Natural-language object grounding data:
++++
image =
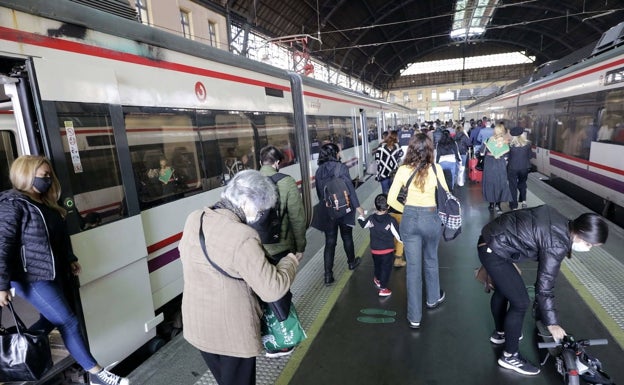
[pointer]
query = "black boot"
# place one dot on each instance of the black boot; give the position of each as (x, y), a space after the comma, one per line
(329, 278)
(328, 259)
++++
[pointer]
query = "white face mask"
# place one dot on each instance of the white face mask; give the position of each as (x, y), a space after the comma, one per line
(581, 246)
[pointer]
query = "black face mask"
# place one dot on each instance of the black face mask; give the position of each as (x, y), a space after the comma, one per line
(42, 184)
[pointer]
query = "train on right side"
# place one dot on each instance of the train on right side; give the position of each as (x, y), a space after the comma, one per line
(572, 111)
++++
• _Task requirements_
Scan the records above and show every line in which the word "query" occurs.

• _Your response_
query = "black boot"
query = "white face mask"
query = "black face mask"
query = "train on right side"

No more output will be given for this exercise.